** Task details **
Write out all of the material below word for word, without changing anything.

-- BEGIN Dataset content --

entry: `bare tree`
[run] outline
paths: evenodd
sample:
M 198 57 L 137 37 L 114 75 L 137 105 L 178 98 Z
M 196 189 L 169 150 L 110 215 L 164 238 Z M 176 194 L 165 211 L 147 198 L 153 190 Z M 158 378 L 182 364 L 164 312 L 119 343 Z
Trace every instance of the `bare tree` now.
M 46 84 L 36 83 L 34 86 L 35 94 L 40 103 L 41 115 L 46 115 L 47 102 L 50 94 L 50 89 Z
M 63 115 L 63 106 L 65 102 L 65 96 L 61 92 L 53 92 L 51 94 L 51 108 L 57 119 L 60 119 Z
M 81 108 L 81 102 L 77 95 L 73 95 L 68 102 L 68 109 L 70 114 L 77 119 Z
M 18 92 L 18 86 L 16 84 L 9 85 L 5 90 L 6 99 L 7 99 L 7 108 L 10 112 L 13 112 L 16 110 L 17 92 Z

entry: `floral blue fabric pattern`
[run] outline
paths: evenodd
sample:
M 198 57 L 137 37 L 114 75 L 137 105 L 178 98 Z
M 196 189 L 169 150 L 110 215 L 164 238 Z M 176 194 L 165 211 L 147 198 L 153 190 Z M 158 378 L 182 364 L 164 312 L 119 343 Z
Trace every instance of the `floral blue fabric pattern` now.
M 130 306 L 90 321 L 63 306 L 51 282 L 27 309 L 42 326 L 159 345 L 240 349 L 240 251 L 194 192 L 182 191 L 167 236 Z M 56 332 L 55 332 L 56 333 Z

-- END Dataset content --

** Completed exercise **
entry: `bare tree`
[run] outline
paths: evenodd
sample:
M 198 57 L 137 37 L 114 75 L 137 105 L 178 98 Z
M 196 189 L 169 150 L 110 215 L 164 238 Z M 176 194 L 165 211 L 147 198 L 153 190 Z M 158 378 L 182 364 L 164 312 L 119 343 Z
Trace every instance of the `bare tree` now.
M 46 84 L 36 83 L 34 86 L 35 94 L 40 103 L 41 115 L 46 115 L 47 102 L 50 94 L 50 89 Z
M 63 115 L 63 106 L 65 102 L 65 96 L 61 92 L 53 92 L 51 94 L 51 108 L 57 119 L 60 119 Z
M 81 108 L 81 102 L 77 95 L 73 95 L 68 102 L 68 109 L 70 114 L 77 119 Z
M 18 92 L 18 86 L 16 84 L 9 85 L 5 90 L 6 99 L 7 99 L 7 108 L 10 112 L 13 112 L 16 110 L 17 92 Z

entry: `floral blue fabric pattern`
[run] outline
paths: evenodd
sample:
M 198 57 L 137 37 L 114 75 L 137 105 L 178 98 Z
M 196 189 L 169 150 L 110 215 L 164 238 Z M 176 194 L 165 211 L 147 198 L 153 190 Z M 158 378 L 182 364 L 164 312 L 119 343 Z
Trace every instance of the `floral blue fabric pattern` now.
M 130 306 L 90 321 L 63 306 L 51 282 L 27 309 L 42 326 L 159 345 L 240 349 L 240 251 L 194 192 L 182 191 L 167 236 Z M 56 332 L 55 332 L 56 333 Z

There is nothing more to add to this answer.